Pointing and labeling entries
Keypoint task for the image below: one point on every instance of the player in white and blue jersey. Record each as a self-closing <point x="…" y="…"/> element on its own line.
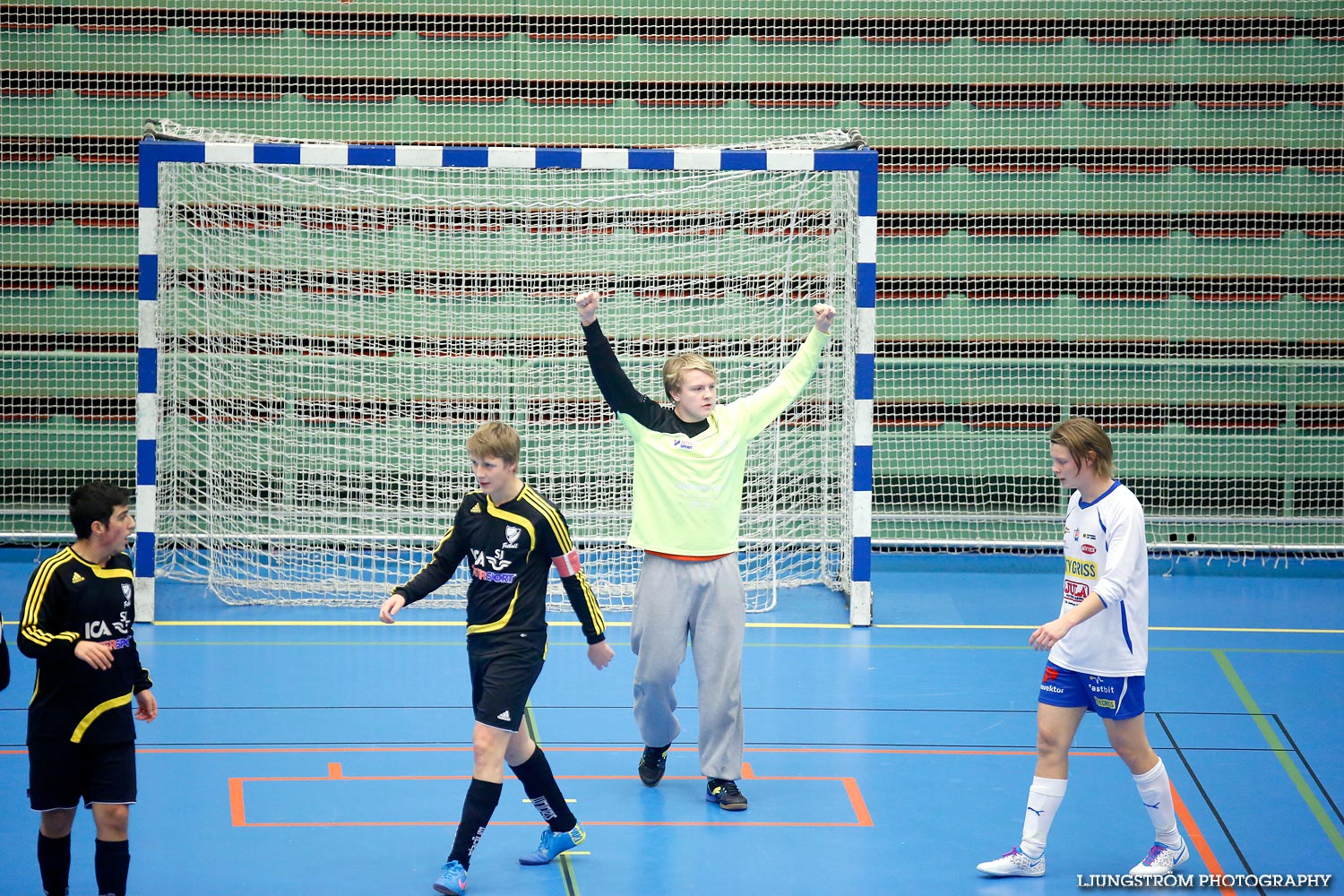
<point x="1098" y="653"/>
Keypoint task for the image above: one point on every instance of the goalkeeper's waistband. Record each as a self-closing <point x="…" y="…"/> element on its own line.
<point x="685" y="557"/>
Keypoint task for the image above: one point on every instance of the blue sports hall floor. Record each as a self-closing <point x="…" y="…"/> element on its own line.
<point x="314" y="750"/>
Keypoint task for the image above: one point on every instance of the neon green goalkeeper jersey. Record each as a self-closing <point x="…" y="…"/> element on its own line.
<point x="688" y="477"/>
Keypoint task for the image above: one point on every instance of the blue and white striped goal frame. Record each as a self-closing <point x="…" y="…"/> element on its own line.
<point x="153" y="153"/>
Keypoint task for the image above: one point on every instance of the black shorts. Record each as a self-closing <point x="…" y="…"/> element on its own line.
<point x="61" y="772"/>
<point x="502" y="680"/>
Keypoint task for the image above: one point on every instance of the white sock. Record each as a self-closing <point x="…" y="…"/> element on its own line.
<point x="1042" y="804"/>
<point x="1155" y="788"/>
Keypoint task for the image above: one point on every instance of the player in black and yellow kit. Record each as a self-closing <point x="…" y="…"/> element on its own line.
<point x="77" y="624"/>
<point x="513" y="536"/>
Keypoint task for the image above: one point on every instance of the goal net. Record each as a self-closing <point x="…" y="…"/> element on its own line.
<point x="328" y="333"/>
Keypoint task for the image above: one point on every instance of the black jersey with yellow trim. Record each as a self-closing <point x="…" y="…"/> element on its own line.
<point x="511" y="548"/>
<point x="70" y="599"/>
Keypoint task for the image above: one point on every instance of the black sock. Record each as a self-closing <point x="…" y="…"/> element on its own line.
<point x="54" y="864"/>
<point x="481" y="799"/>
<point x="545" y="793"/>
<point x="110" y="863"/>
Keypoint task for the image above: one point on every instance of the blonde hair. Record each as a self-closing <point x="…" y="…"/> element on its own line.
<point x="1085" y="441"/>
<point x="675" y="368"/>
<point x="495" y="440"/>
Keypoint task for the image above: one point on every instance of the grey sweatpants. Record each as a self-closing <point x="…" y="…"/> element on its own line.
<point x="703" y="599"/>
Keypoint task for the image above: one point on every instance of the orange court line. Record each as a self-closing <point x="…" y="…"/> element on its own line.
<point x="969" y="751"/>
<point x="1196" y="837"/>
<point x="238" y="813"/>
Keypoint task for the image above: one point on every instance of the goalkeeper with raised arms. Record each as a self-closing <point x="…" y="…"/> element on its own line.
<point x="513" y="536"/>
<point x="688" y="468"/>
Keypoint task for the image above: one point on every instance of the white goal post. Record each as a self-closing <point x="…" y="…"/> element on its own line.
<point x="322" y="327"/>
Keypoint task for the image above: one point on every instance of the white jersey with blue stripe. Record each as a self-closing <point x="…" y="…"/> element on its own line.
<point x="1107" y="552"/>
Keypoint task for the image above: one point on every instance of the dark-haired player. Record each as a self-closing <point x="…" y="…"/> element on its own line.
<point x="77" y="624"/>
<point x="513" y="538"/>
<point x="1098" y="653"/>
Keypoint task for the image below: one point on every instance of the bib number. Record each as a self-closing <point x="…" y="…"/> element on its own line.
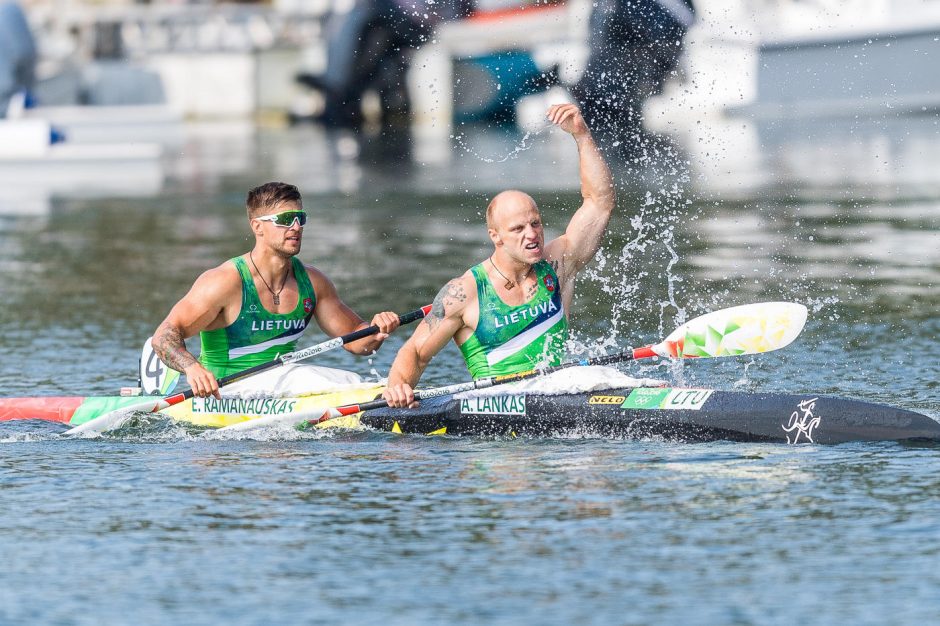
<point x="155" y="377"/>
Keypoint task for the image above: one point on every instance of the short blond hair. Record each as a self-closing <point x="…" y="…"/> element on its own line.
<point x="268" y="196"/>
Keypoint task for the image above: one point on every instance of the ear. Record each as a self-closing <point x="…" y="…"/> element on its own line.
<point x="494" y="237"/>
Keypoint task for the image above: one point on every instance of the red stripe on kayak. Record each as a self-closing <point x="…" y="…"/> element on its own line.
<point x="51" y="409"/>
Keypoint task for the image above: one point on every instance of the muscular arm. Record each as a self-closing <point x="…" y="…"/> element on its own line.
<point x="573" y="250"/>
<point x="198" y="310"/>
<point x="446" y="319"/>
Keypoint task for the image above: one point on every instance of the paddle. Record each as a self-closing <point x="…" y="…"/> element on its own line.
<point x="740" y="330"/>
<point x="114" y="419"/>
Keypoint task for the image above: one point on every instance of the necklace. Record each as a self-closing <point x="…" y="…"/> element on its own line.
<point x="276" y="294"/>
<point x="509" y="283"/>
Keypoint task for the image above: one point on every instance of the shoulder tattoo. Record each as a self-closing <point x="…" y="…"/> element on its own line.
<point x="168" y="343"/>
<point x="450" y="294"/>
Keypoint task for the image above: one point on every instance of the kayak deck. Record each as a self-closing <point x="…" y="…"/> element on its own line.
<point x="686" y="415"/>
<point x="674" y="414"/>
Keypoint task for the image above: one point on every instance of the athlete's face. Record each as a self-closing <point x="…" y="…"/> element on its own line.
<point x="284" y="240"/>
<point x="517" y="229"/>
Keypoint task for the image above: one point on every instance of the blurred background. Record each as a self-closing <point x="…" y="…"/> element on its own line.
<point x="762" y="149"/>
<point x="752" y="94"/>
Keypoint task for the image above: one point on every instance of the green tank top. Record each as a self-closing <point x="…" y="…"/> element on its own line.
<point x="257" y="336"/>
<point x="511" y="339"/>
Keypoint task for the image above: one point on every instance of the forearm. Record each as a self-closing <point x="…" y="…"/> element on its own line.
<point x="597" y="182"/>
<point x="366" y="346"/>
<point x="168" y="344"/>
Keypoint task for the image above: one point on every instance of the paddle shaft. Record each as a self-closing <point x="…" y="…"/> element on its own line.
<point x="114" y="418"/>
<point x="483" y="383"/>
<point x="300" y="355"/>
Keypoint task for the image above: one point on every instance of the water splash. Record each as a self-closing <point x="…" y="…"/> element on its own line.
<point x="521" y="146"/>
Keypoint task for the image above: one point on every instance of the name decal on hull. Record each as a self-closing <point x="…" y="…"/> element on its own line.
<point x="802" y="422"/>
<point x="493" y="405"/>
<point x="243" y="406"/>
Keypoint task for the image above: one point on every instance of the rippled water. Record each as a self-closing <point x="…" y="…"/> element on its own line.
<point x="165" y="525"/>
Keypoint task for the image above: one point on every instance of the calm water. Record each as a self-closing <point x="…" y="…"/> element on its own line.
<point x="163" y="525"/>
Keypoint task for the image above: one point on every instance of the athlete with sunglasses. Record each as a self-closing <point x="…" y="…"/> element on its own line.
<point x="256" y="306"/>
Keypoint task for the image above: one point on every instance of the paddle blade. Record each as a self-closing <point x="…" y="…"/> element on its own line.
<point x="746" y="329"/>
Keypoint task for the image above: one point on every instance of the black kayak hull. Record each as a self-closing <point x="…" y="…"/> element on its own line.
<point x="685" y="415"/>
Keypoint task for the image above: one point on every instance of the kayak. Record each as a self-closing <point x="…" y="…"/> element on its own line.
<point x="669" y="413"/>
<point x="206" y="412"/>
<point x="674" y="414"/>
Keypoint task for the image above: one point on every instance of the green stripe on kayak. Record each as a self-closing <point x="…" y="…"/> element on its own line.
<point x="94" y="407"/>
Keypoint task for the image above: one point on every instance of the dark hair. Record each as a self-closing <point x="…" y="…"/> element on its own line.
<point x="268" y="196"/>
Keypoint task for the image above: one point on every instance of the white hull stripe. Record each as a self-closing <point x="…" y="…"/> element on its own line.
<point x="261" y="347"/>
<point x="521" y="341"/>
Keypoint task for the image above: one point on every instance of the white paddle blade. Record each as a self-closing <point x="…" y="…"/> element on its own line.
<point x="746" y="329"/>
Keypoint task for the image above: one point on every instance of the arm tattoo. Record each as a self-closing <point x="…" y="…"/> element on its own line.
<point x="168" y="343"/>
<point x="451" y="293"/>
<point x="531" y="290"/>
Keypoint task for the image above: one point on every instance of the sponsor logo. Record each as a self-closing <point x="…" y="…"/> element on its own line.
<point x="666" y="398"/>
<point x="524" y="315"/>
<point x="606" y="399"/>
<point x="493" y="405"/>
<point x="243" y="406"/>
<point x="686" y="399"/>
<point x="278" y="324"/>
<point x="802" y="422"/>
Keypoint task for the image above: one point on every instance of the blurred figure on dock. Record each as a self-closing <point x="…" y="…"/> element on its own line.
<point x="369" y="47"/>
<point x="635" y="45"/>
<point x="17" y="54"/>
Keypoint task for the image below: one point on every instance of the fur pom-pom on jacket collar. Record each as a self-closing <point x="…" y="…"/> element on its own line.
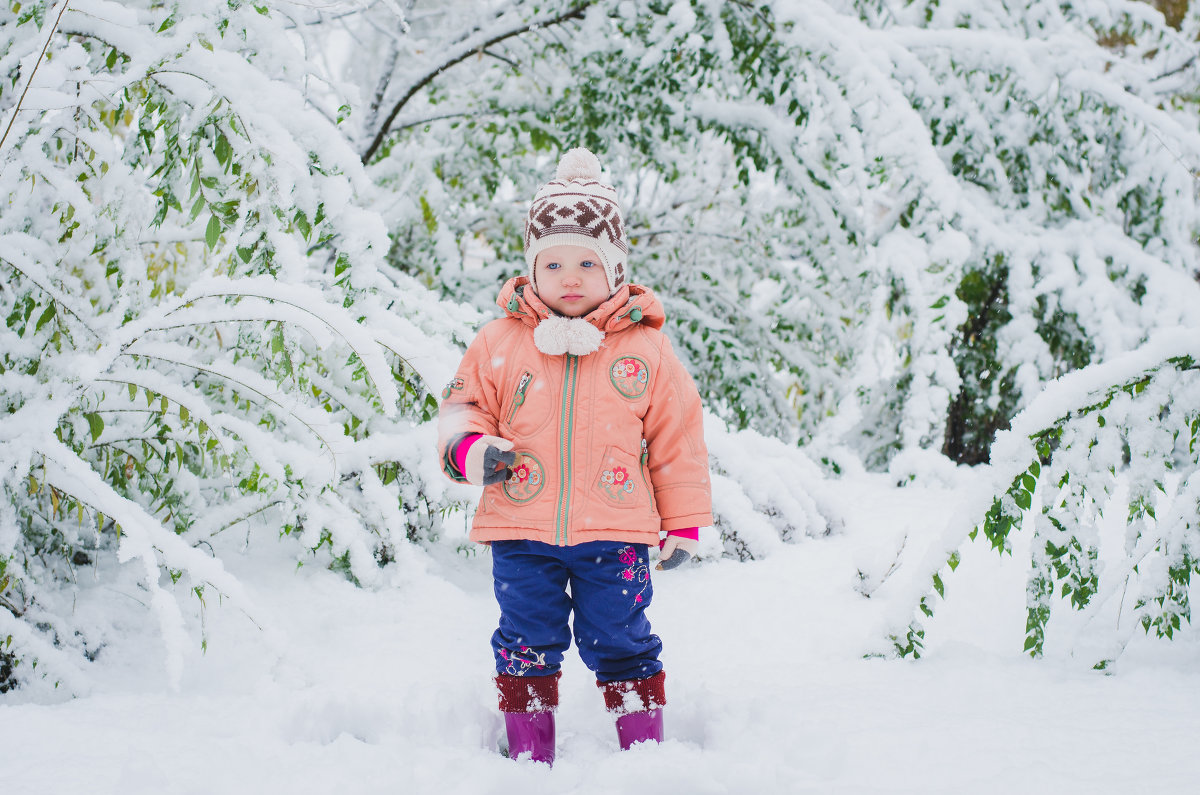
<point x="557" y="335"/>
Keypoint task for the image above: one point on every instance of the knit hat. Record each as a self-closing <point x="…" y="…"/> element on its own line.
<point x="577" y="209"/>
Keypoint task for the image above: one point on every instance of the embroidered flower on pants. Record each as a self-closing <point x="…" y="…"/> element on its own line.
<point x="636" y="571"/>
<point x="521" y="662"/>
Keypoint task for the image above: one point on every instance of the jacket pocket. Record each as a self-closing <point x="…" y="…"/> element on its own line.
<point x="617" y="480"/>
<point x="519" y="395"/>
<point x="643" y="465"/>
<point x="526" y="412"/>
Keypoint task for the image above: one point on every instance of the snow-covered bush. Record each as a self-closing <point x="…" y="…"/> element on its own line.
<point x="1103" y="473"/>
<point x="198" y="336"/>
<point x="234" y="237"/>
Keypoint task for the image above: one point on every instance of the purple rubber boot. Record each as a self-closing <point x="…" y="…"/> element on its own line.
<point x="531" y="734"/>
<point x="640" y="727"/>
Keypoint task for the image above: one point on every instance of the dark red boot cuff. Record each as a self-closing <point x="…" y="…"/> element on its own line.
<point x="635" y="694"/>
<point x="528" y="693"/>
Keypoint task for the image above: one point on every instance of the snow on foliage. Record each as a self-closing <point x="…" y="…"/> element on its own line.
<point x="244" y="245"/>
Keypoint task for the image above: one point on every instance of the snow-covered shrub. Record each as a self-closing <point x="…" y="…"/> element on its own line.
<point x="1103" y="472"/>
<point x="198" y="336"/>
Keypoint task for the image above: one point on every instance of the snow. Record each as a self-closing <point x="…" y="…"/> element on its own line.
<point x="387" y="689"/>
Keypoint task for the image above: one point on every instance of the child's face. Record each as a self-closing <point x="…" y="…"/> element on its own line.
<point x="570" y="280"/>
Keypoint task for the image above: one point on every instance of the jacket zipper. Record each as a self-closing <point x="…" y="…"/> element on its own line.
<point x="646" y="480"/>
<point x="565" y="444"/>
<point x="519" y="395"/>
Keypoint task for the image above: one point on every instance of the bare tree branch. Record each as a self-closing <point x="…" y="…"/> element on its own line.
<point x="457" y="58"/>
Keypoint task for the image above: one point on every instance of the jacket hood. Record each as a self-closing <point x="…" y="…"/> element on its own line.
<point x="631" y="304"/>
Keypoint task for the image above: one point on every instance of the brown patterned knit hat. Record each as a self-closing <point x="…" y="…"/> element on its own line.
<point x="577" y="209"/>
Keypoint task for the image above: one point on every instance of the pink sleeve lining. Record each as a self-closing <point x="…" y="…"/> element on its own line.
<point x="460" y="453"/>
<point x="683" y="532"/>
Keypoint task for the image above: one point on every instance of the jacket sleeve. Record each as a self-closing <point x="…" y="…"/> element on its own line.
<point x="677" y="455"/>
<point x="469" y="405"/>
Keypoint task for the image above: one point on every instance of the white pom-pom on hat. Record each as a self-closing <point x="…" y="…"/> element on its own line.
<point x="577" y="208"/>
<point x="577" y="163"/>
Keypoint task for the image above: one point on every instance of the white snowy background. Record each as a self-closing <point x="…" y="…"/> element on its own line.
<point x="388" y="689"/>
<point x="900" y="150"/>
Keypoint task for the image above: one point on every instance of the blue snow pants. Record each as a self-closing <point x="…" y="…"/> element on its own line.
<point x="610" y="590"/>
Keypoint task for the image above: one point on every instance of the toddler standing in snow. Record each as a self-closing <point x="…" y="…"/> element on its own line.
<point x="575" y="414"/>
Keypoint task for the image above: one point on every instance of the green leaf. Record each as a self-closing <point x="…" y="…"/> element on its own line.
<point x="95" y="423"/>
<point x="196" y="209"/>
<point x="214" y="232"/>
<point x="46" y="317"/>
<point x="223" y="151"/>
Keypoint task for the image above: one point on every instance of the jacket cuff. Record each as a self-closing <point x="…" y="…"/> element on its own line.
<point x="450" y="458"/>
<point x="461" y="449"/>
<point x="685" y="532"/>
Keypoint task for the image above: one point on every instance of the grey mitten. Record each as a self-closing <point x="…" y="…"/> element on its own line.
<point x="677" y="559"/>
<point x="485" y="456"/>
<point x="676" y="551"/>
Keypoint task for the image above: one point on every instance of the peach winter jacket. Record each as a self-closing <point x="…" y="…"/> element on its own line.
<point x="610" y="446"/>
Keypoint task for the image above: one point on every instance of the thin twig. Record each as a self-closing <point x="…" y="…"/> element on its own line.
<point x="577" y="11"/>
<point x="34" y="72"/>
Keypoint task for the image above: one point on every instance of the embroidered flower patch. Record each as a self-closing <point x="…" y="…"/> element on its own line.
<point x="630" y="376"/>
<point x="527" y="478"/>
<point x="617" y="484"/>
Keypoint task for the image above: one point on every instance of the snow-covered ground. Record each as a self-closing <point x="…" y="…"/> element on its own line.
<point x="388" y="691"/>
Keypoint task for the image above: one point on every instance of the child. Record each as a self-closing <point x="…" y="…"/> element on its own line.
<point x="585" y="429"/>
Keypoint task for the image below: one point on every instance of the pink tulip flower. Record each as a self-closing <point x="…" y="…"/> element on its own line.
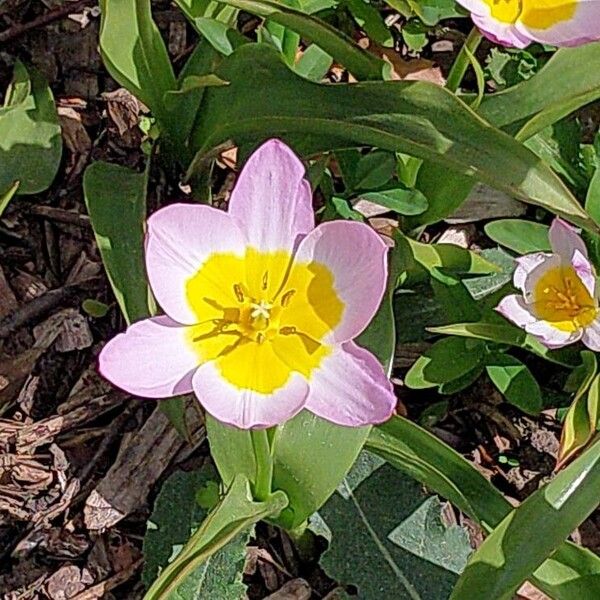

EXERCISE BRIEF: Pick out each line of the records that contains the word "boot", matching case exactly, and copy those lines.

OUTPUT FOR THIS EXERCISE:
Keypoint task for the image above: one point on every instance of the purple rubber boot. Record each as a self-closing <point x="…" y="…"/> element on its own line.
Keypoint task for the image above: one point on every instance of the dark red boot cuff. Record each as a self-closing <point x="…" y="…"/> element on its own line.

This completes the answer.